▶ TASK DIRECTIONS
What the task needs is the data below, written out verbatim.

Extracted data entries
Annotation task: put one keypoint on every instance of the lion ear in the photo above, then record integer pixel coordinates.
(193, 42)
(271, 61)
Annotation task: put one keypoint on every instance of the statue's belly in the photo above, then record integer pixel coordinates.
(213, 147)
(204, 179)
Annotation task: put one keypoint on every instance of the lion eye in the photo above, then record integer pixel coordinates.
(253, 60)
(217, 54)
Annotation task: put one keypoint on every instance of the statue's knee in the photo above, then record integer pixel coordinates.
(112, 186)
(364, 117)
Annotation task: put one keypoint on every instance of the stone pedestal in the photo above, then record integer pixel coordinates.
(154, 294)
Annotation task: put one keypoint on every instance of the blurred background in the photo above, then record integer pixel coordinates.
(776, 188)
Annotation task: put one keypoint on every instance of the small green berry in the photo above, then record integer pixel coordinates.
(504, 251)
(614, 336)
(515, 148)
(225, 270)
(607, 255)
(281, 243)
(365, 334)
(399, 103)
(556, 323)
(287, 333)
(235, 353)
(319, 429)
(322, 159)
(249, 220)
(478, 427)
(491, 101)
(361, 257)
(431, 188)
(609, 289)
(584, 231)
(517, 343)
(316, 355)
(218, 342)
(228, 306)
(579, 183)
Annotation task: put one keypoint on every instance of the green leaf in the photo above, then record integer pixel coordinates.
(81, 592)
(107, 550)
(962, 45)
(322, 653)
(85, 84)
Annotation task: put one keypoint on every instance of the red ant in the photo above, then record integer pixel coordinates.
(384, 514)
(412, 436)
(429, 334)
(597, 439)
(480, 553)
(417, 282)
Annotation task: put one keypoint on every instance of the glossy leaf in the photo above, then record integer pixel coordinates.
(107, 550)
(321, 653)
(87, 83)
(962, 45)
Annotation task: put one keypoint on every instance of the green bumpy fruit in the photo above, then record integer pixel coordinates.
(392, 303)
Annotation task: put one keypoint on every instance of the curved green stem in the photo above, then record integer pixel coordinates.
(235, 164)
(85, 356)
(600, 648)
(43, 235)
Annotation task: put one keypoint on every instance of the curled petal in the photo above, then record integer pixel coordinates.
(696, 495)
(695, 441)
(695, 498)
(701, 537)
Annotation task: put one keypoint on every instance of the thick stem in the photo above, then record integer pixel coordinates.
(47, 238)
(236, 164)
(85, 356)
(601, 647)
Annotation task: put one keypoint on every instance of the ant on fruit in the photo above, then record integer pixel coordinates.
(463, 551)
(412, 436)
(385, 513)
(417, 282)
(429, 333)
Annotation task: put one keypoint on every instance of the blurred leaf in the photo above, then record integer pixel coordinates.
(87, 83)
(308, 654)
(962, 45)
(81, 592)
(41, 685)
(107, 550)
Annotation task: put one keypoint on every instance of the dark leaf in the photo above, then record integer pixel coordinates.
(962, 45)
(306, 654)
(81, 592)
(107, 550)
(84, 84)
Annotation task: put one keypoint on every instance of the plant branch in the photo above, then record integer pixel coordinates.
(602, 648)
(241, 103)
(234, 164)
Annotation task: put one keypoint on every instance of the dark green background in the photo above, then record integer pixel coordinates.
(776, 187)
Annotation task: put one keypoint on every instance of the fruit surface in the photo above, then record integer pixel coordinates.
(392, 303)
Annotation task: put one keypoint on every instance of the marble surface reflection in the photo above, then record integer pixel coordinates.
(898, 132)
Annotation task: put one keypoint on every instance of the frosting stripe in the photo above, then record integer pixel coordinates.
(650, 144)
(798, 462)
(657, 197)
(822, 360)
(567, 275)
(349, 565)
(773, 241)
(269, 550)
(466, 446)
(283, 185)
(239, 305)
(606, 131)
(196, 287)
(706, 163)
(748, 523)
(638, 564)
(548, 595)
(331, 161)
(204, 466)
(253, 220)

▶ EXERCISE RESPONSE
Annotation task: put one keypoint on every instance of the lion ear in the photo above, then record integer pixel coordinates.
(193, 42)
(271, 61)
Annotation task: put one keypoint on every instance of the statue's belly in the photo above, then record integer pixel coordinates.
(213, 147)
(204, 179)
Annotation task: put one keypoint on every instance of the lion eye in the photo above, then record integer pixel coordinates.
(253, 60)
(217, 54)
Annotation task: put one keypoint on every instance of the statue's knee in the photo above, then record integer pixel coordinates.
(112, 186)
(364, 117)
Annotation task: put one keypoint on every instance of the stone pedestal in the photo above, then record integer pixel coordinates.
(154, 294)
Annotation task: put one keypoint on every instance of the blurred background in the photo above, then record integer pixel coordinates.
(776, 188)
Annotation task: put one keypoint on every instance of the small green berry in the photo above, then record integer pixel coordinates.
(504, 251)
(614, 336)
(515, 148)
(225, 270)
(607, 255)
(281, 243)
(365, 334)
(399, 103)
(556, 323)
(287, 333)
(235, 353)
(319, 429)
(322, 159)
(249, 220)
(478, 427)
(491, 101)
(361, 257)
(431, 188)
(609, 289)
(584, 231)
(517, 343)
(316, 355)
(218, 342)
(228, 306)
(579, 183)
Annotation task: put one keypoint on every instance of the green leaf in the photo above, then record integer pixel coordinates.
(81, 592)
(107, 550)
(962, 45)
(322, 653)
(85, 84)
Annotation task: put one keypoint on every instance of the red ant in the photo above, then record integer pixel coordinates.
(384, 514)
(412, 436)
(429, 334)
(597, 439)
(480, 553)
(417, 282)
Annotation task: put one keypoint on every instance of the glossy leaf in the photo above, then record integer pixel coordinates.
(107, 550)
(321, 653)
(87, 83)
(962, 45)
Annotation task: put one keypoint on every instance of the green bumpy fruit in the photo above, then record integer pixel coordinates.
(392, 303)
Annotation task: put one keypoint on every instance of the curved green stem in the photo above, then record integer pixel coordinates.
(235, 164)
(85, 356)
(600, 648)
(43, 235)
Annotation task: put one keypoint on every instance of the curled petal in the photo above, then record integer pixel coordinates.
(696, 495)
(695, 441)
(695, 498)
(701, 537)
Annotation task: put one keypoint on every instance of the thick stem in the photo above, then record integer pixel coordinates.
(47, 238)
(236, 164)
(85, 356)
(601, 647)
Annotation task: put one keypoint on every instance of the ant on fruit in the photo above, then record integer pixel coordinates.
(463, 551)
(412, 436)
(385, 513)
(417, 282)
(429, 333)
Annotation task: put one keypoint on every instance of the blurred leaf in the photo above, then record integer pixel coordinates.
(87, 83)
(308, 654)
(962, 45)
(81, 592)
(41, 685)
(107, 550)
Annotation task: put one keypoint on every instance of the dark leaf in the photo above, then record integer pixel coordinates.
(962, 45)
(306, 654)
(81, 592)
(107, 550)
(84, 84)
Annotation task: put one keypoint on every instance of the plant branch in the photo above, then record integer pixel coordinates.
(602, 648)
(241, 103)
(234, 164)
Annotation task: put one keypoint on every instance of the dark green background in the photo above, then record integer pixel coordinates.
(776, 187)
Annotation task: put one keypoint on every instance of the fruit surface in the photo above, then record integer pixel coordinates.
(392, 303)
Annotation task: put one keypoint on every instance of the marble surface reflection in the photo above, then record integer pixel coordinates.
(898, 132)
Annotation task: put one keypoint on every instance of the frosting stripe in the photo above, then record integer pixel coordinates.
(650, 144)
(798, 462)
(657, 197)
(822, 360)
(567, 275)
(349, 565)
(773, 241)
(269, 550)
(466, 446)
(283, 185)
(239, 305)
(606, 131)
(196, 287)
(706, 163)
(748, 523)
(638, 564)
(548, 595)
(331, 161)
(204, 466)
(253, 220)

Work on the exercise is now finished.